* **CHALLENGES**:
A. Please translate this sentence from the forum thread on overnight parking near Folkestone into Spanish: "The access is also quite tricky for long outfits - they won't allow caravans for example."
B. In the forum thread on overnight parking near Folkestone, list every distinct username that appears as the header of a post.
C. Write the next part of the forum thread on overnight parking near Folkestone, starting where the text stops.

───── TEXT SEGMENT

# Folkestone overnight



## quartet (Jul 9, 2006)

Hi
I prefer campsites but the d***head warden at the Folkestone site insists that I unhook the trailer and as I dont have corner steadies that means I have to unstrap and drive off my smart car first. Then first thing in the morning do the reverse. They even have signs up about it! Any suggestions of a peaceful place where I can park up my 7m MH plus trailer for an early morning tunnel crossing pls
Thanks
Barry


----------



## NormanB (Sep 8, 2005)

Dover Road Park & Ride, Canterbury, in the dedicated motorhome section, grey water disposal, no elec, £2, arrive well before 9pm - 15 miles less than 45 minutes to the tunnel. Quiet and secure.


----------



## quartet (Jul 9, 2006)

*early start?*

Is there any barrier etc which hinders early departure for tunnel crossing


----------



## locovan (Oct 17, 2007)

*Re: early start?*



Bessie560 said:


> Is there any barrier etc which hinders early departure for tunnel crossing


It is open early-- any earlier you talk to the security man he lets you out.
It costs £2.50 now-- the parking is free you pay for the bus as its so easy to get into Canterbury --have a meal and go site seeing.


----------



## greenasthegrass (Oct 27, 2007)

Why don't you do a late night crossing and stay at Cite Europe 10 mins drive and leave trailer on!

Greenie


----------



## quartet (Jul 9, 2006)

*crossing*

Have already got a 7 am crossing booked


----------



## Grizzly (May 9, 2005)

Which Folkestone site ?

The Warren C&CC site below the cliffs would be no good for you anyway as they don't open the gates until long after you would have to have left. The access is also quite tricky for long outfits - they won't allow caravans for example.

Have you tried the Black Horse CC site at Densole ? There is a late arrivals /early departures area there which is all hard standing and it is not far from the tunnel.

We've used the aire at the P&R Canterbury and you don't have to go through any barrier to get out so can leave at any time. Good pub at the entrance too so you can eat out without having to walk far or take the van.

G


----------



## locovan (Oct 17, 2007)

Grizzly said:


> Which Folkestone site ?
> 
> The Warren C&CC site below the cliffs would be no good for you anyway as they don't open the gates until long after you would have to have left. The access is also quite tricky for long outfits - they won't allow caravans for example.
> 
> ...


G you do go through the barrier and take a ticket you then go to the Machine and Pay £2.50 and get the Exit ticket which you use in the barrier when leaving.
They do lock it after the last bus but the Man is there to unlock it if you come in late or go early.
It causes no problems.


----------



## Grizzly (May 9, 2005)

locovan said:


> G you do go through the barrier and take a ticket you then go to the Machine and Pay £2.50 and get the Exit ticket which you use in the barrier when leaving.
> They do lock it after the last bus but the Man is there to unlock it if you come in late or go early.

──────────
───── LISTING

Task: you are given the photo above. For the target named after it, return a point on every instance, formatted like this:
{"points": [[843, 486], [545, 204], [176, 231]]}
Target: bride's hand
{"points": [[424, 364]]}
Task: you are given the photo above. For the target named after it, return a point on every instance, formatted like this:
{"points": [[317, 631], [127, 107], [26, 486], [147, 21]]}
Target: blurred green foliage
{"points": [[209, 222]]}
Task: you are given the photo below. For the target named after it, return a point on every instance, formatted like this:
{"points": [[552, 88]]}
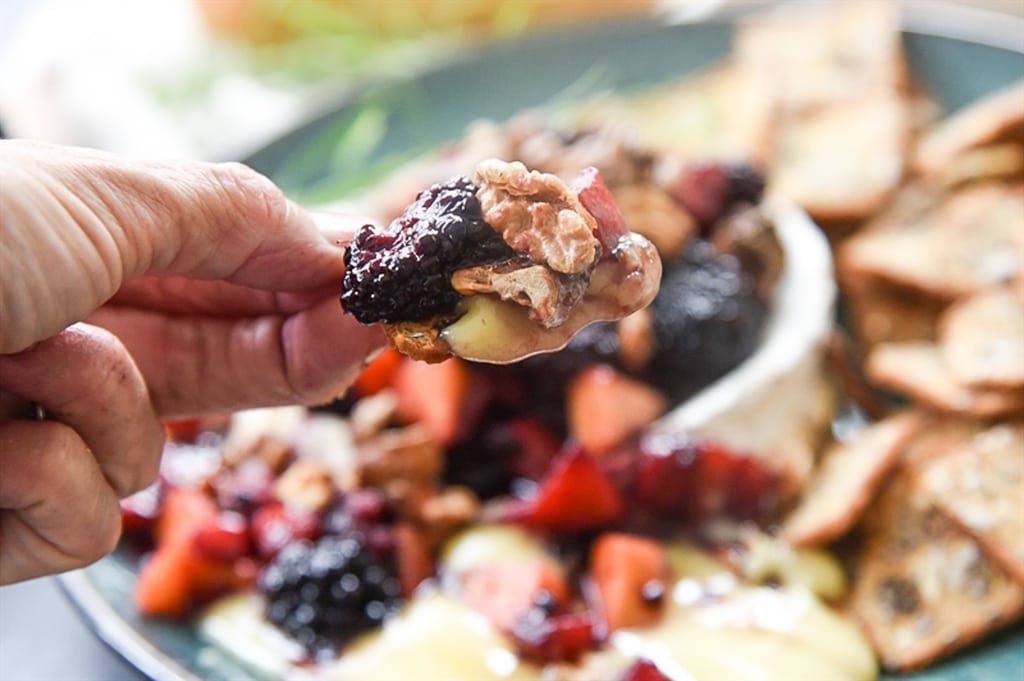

──────────

* **RESULTS FOR EACH TASK**:
A. El acceso también es bastante complicado para conjuntos largos; por ejemplo, no permiten caravanas.

B. quartet, NormanB, locovan, greenasthegrass, Grizzly

C.
> It causes no problems.


Ah ! Thanks for that Mavis. I thought that once we had the exit ticket we could use it at any time to get out. I thought they locked the in gate after the last bus had left the P&R but the out gate was open all the time with your ticket.

Very good, safe-feeling place though and we'll be there again in April.

G


----------



## locovan (Oct 17, 2007)

Grizzly said:


> locovan said:
> 
> 
> > G you do go through the barrier and take a ticket you then go to the Machine and Pay £2.50 and get the Exit ticket which you use in the barrier when leaving.
> ...


I did a Campsite reveiw for Ken Gaspode with photos but I cant find it anywhere.


----------



## locovan (Oct 17, 2007)

http://www.motorhomefacts.com/ftopict-72037-canterbury.html+park+ride

Just rang them and the man said-- New Dover Road Park & Ride.has a Toilet empty and water the entry closes 10pm to 6am. 
But there is always someone in the Waiting Room office as Security Patrol all night and day.( and the Public Toilets are there as well.)


----------



## Wizzo (Dec 3, 2007)

locovan said:


> http://www.motorhomefacts.com/ftopict-72037-canterbury.html+park+ride
> 
> Just rang them and the man said-- New Dover Road Park & Ride.has a Toilet empty and water the entry closes 10pm to 6am.
> But there is always someone in the Waiting Room office as Security Patrol all night and day.( and the Public Toilets are there as well.)


My experience is that it actually closes before 10pm. We arrived at 9.45 and it was closed. There was also a foreign van that had arrived before us and could not get in - he parked in one of the exit lanes outside the barrier - and a German van who arrived shortly after me. I ended up parking outside along with the German. If there is someone on Security Patrol then I must say they did not make themselves evident. This was early July.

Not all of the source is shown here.